Required action: Provide only the number of lines in the following data that contain "gets".

Saved data entries:
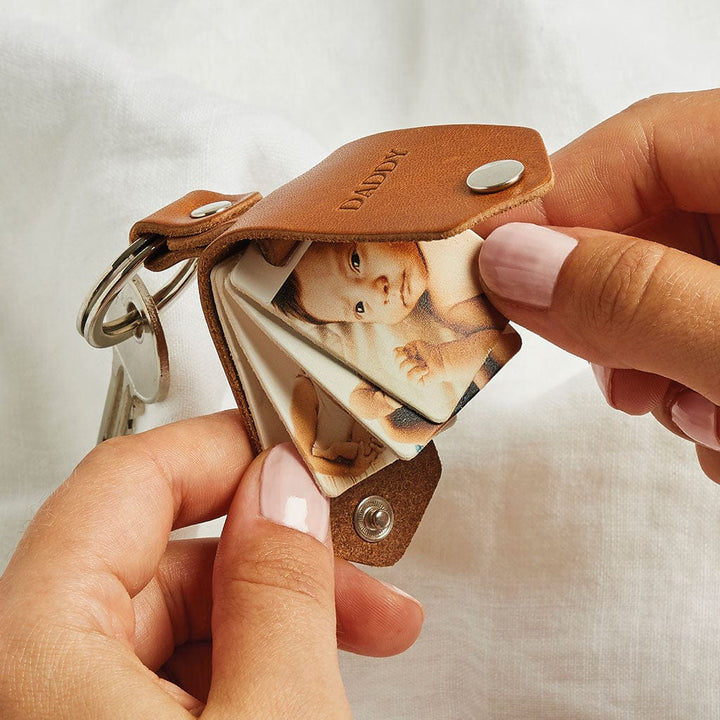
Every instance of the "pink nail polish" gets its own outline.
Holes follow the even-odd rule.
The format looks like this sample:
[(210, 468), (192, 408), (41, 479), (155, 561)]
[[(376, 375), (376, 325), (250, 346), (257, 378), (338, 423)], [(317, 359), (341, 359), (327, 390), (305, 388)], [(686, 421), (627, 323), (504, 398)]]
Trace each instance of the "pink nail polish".
[(590, 363), (590, 367), (602, 394), (605, 396), (605, 400), (607, 400), (607, 404), (612, 406), (612, 368), (596, 365), (595, 363)]
[(673, 422), (689, 438), (711, 450), (720, 450), (718, 407), (693, 390), (684, 390), (670, 410)]
[(480, 275), (489, 290), (506, 300), (550, 307), (560, 268), (577, 240), (529, 223), (493, 230), (480, 250)]
[(330, 504), (292, 443), (277, 445), (265, 458), (260, 474), (260, 513), (320, 542), (327, 540)]

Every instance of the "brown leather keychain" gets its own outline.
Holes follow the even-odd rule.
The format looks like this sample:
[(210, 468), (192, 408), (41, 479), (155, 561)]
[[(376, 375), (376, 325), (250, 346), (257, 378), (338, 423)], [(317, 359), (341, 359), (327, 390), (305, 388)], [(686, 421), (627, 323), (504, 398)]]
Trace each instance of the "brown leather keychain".
[[(477, 343), (485, 337), (487, 347), (474, 358), (477, 368), (468, 372), (485, 368), (489, 380), (519, 346), (481, 290), (470, 292), (465, 301), (458, 295), (460, 282), (438, 273), (454, 267), (453, 253), (463, 258), (463, 252), (479, 247), (481, 239), (470, 228), (551, 186), (547, 153), (533, 130), (411, 128), (345, 145), (265, 198), (195, 191), (133, 226), (131, 243), (151, 245), (143, 257), (150, 270), (198, 258), (208, 328), (253, 447), (259, 452), (286, 434), (301, 454), (304, 448), (309, 466), (316, 463), (319, 484), (335, 495), (331, 522), (338, 555), (391, 565), (407, 548), (440, 478), (440, 460), (430, 440), (434, 427), (452, 421), (468, 399), (462, 392), (470, 377), (460, 372), (464, 365), (452, 376), (460, 378), (455, 386), (442, 372), (451, 358), (460, 357), (461, 346), (462, 357), (471, 358), (468, 348), (481, 347)], [(363, 287), (366, 293), (372, 289), (377, 295), (372, 300), (351, 296), (343, 278), (348, 287)], [(280, 294), (290, 297), (290, 305), (278, 301)], [(341, 307), (346, 295), (349, 304)], [(443, 297), (454, 295), (462, 302), (443, 305)], [(332, 310), (324, 312), (330, 299)], [(480, 314), (477, 327), (466, 330), (470, 309)], [(403, 335), (401, 329), (412, 323), (418, 327), (416, 316), (423, 314), (435, 325), (419, 326), (430, 328), (422, 337), (417, 330)], [(380, 325), (387, 338), (376, 333)], [(354, 338), (352, 352), (344, 337)], [(383, 374), (372, 364), (372, 353), (364, 346), (358, 349), (357, 338), (362, 338), (360, 345), (377, 343), (387, 349), (396, 337), (402, 372)], [(390, 360), (382, 367), (390, 368)], [(407, 393), (404, 376), (409, 378)], [(470, 397), (479, 389), (478, 375), (473, 377)], [(372, 428), (380, 426), (365, 417), (362, 404), (341, 431), (344, 415), (336, 405), (340, 402), (347, 411), (349, 401), (339, 388), (353, 378), (357, 392), (351, 399), (387, 403), (388, 416), (402, 416), (395, 439), (402, 432), (407, 436), (408, 417), (413, 418), (414, 428), (428, 428), (422, 442), (393, 445), (391, 435), (378, 438), (376, 432), (373, 437)], [(439, 387), (448, 397), (444, 405), (433, 399), (441, 397)], [(299, 410), (292, 407), (297, 398), (305, 398)], [(307, 405), (313, 406), (312, 413), (305, 412)], [(266, 408), (269, 419), (260, 417)], [(325, 408), (334, 408), (336, 420), (323, 420)], [(321, 442), (323, 422), (341, 433), (333, 442)], [(300, 430), (309, 426), (313, 432), (303, 445)], [(403, 449), (407, 459), (395, 459), (391, 450), (402, 455)], [(329, 486), (334, 491), (326, 489), (323, 478), (337, 481)]]

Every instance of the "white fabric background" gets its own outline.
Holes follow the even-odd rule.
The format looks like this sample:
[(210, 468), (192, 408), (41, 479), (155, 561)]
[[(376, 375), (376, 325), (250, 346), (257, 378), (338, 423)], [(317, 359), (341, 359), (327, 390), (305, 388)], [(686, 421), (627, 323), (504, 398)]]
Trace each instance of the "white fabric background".
[[(136, 219), (196, 188), (269, 192), (342, 142), (430, 123), (554, 150), (720, 77), (716, 0), (0, 1), (0, 567), (93, 445), (110, 352), (77, 309)], [(231, 404), (193, 292), (164, 313), (149, 427)], [(720, 490), (689, 443), (525, 349), (439, 442), (398, 658), (343, 656), (357, 717), (713, 718)]]

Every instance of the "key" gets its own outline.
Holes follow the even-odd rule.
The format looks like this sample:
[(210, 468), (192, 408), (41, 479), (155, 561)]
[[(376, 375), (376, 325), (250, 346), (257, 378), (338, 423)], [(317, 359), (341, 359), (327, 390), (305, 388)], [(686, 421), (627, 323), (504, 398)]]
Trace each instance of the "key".
[(165, 333), (155, 302), (137, 275), (118, 293), (107, 316), (112, 320), (129, 312), (139, 313), (142, 323), (131, 337), (113, 346), (98, 443), (131, 434), (145, 405), (163, 400), (170, 384)]

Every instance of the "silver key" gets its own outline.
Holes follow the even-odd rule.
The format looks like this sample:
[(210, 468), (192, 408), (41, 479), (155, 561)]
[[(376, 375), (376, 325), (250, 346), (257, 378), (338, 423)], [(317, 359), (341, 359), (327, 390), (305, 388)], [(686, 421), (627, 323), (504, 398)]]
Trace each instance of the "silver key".
[(152, 295), (137, 275), (118, 293), (107, 317), (112, 320), (129, 312), (139, 313), (142, 323), (127, 340), (113, 345), (98, 443), (132, 433), (145, 405), (163, 400), (170, 384), (165, 333)]

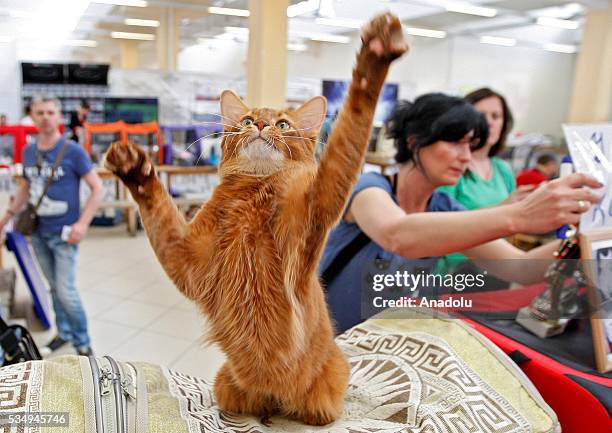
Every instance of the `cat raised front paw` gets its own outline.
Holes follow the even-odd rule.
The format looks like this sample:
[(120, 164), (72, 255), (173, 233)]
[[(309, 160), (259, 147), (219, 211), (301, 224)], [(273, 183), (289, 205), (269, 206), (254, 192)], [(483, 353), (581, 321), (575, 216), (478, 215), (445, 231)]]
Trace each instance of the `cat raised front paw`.
[(402, 23), (389, 12), (372, 18), (364, 26), (361, 40), (376, 56), (389, 62), (408, 51)]
[(117, 141), (104, 156), (104, 167), (128, 184), (142, 185), (153, 173), (153, 163), (138, 145)]

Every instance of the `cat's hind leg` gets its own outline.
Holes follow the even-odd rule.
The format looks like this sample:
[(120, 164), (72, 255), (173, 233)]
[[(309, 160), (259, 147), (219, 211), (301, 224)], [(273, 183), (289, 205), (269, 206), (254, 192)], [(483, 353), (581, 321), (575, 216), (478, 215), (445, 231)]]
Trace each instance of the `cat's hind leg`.
[(291, 418), (309, 425), (326, 425), (342, 414), (350, 367), (334, 344), (331, 355), (318, 376), (294, 401), (283, 402), (283, 411)]
[(262, 424), (269, 422), (269, 418), (279, 412), (271, 396), (238, 386), (227, 362), (217, 372), (214, 390), (219, 409), (258, 416)]

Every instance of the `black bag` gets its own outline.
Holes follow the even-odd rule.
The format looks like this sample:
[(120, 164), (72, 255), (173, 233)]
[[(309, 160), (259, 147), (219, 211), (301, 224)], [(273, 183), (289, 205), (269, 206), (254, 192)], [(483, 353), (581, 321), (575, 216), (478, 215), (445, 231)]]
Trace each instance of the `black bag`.
[[(41, 196), (41, 200), (42, 200)], [(40, 204), (40, 201), (39, 203)], [(34, 206), (32, 203), (26, 205), (26, 208), (19, 212), (13, 226), (16, 232), (21, 233), (24, 236), (31, 236), (32, 233), (38, 228), (38, 204)]]
[(20, 325), (9, 326), (2, 317), (0, 317), (0, 347), (4, 350), (4, 359), (0, 358), (0, 366), (42, 359), (28, 330)]
[[(64, 157), (64, 152), (66, 152), (66, 147), (68, 147), (68, 142), (65, 142), (63, 144), (62, 148), (57, 154), (57, 157), (55, 158), (55, 162), (53, 163), (53, 169), (51, 170), (51, 175), (49, 175), (49, 178), (47, 179), (47, 183), (45, 184), (45, 189), (43, 190), (43, 193), (40, 195), (40, 198), (38, 199), (38, 202), (36, 203), (36, 205), (33, 205), (32, 203), (28, 202), (28, 204), (26, 205), (26, 208), (23, 211), (21, 211), (17, 215), (17, 218), (15, 219), (15, 225), (14, 225), (15, 231), (21, 233), (24, 236), (31, 236), (38, 228), (38, 214), (37, 214), (38, 208), (40, 207), (40, 204), (42, 203), (43, 198), (47, 194), (47, 191), (49, 190), (49, 186), (51, 186), (51, 182), (53, 182), (53, 176), (55, 176), (55, 171), (57, 170), (57, 167), (59, 167), (60, 163), (62, 162), (62, 158)], [(40, 152), (38, 153), (38, 158), (39, 158), (38, 169), (40, 170), (42, 166), (42, 156)]]

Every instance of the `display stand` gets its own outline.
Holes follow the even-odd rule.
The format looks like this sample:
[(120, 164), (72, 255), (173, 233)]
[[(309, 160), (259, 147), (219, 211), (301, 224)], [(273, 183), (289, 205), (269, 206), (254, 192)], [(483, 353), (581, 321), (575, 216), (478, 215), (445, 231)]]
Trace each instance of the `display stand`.
[(21, 233), (7, 232), (6, 247), (17, 258), (21, 273), (32, 293), (36, 315), (45, 329), (51, 328), (52, 306), (49, 291), (40, 274), (38, 263), (32, 255), (28, 241)]
[(171, 165), (175, 163), (173, 148), (177, 145), (177, 143), (174, 142), (174, 133), (185, 133), (187, 135), (189, 132), (192, 132), (192, 136), (187, 140), (189, 142), (184, 143), (191, 147), (183, 150), (189, 151), (199, 157), (202, 153), (201, 140), (206, 137), (207, 134), (223, 131), (223, 127), (217, 124), (162, 125), (161, 130), (164, 134), (164, 164)]
[[(163, 141), (157, 122), (127, 124), (120, 120), (113, 123), (86, 123), (84, 127), (85, 143), (83, 147), (95, 162), (102, 160), (103, 154), (113, 142), (128, 140), (143, 147), (155, 163), (161, 164), (164, 160)], [(105, 136), (104, 140), (96, 143), (96, 135)], [(150, 136), (153, 138), (149, 139)]]
[(161, 130), (157, 122), (126, 123), (123, 126), (125, 139), (138, 144), (151, 157), (154, 163), (164, 163), (164, 145)]

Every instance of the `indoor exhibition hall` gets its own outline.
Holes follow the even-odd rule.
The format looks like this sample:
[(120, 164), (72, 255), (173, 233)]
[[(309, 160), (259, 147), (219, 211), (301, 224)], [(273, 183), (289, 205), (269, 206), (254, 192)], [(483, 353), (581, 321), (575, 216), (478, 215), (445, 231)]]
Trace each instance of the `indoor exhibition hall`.
[(0, 0), (0, 431), (612, 432), (610, 0)]

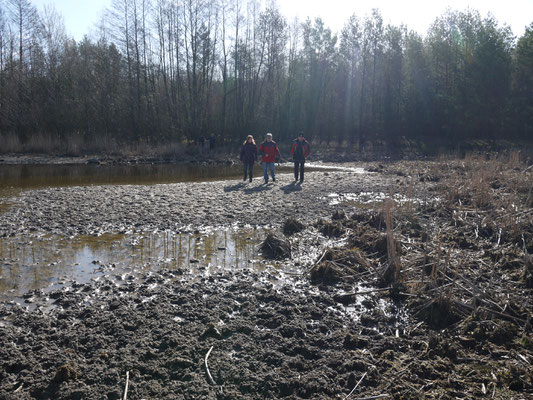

Response: 10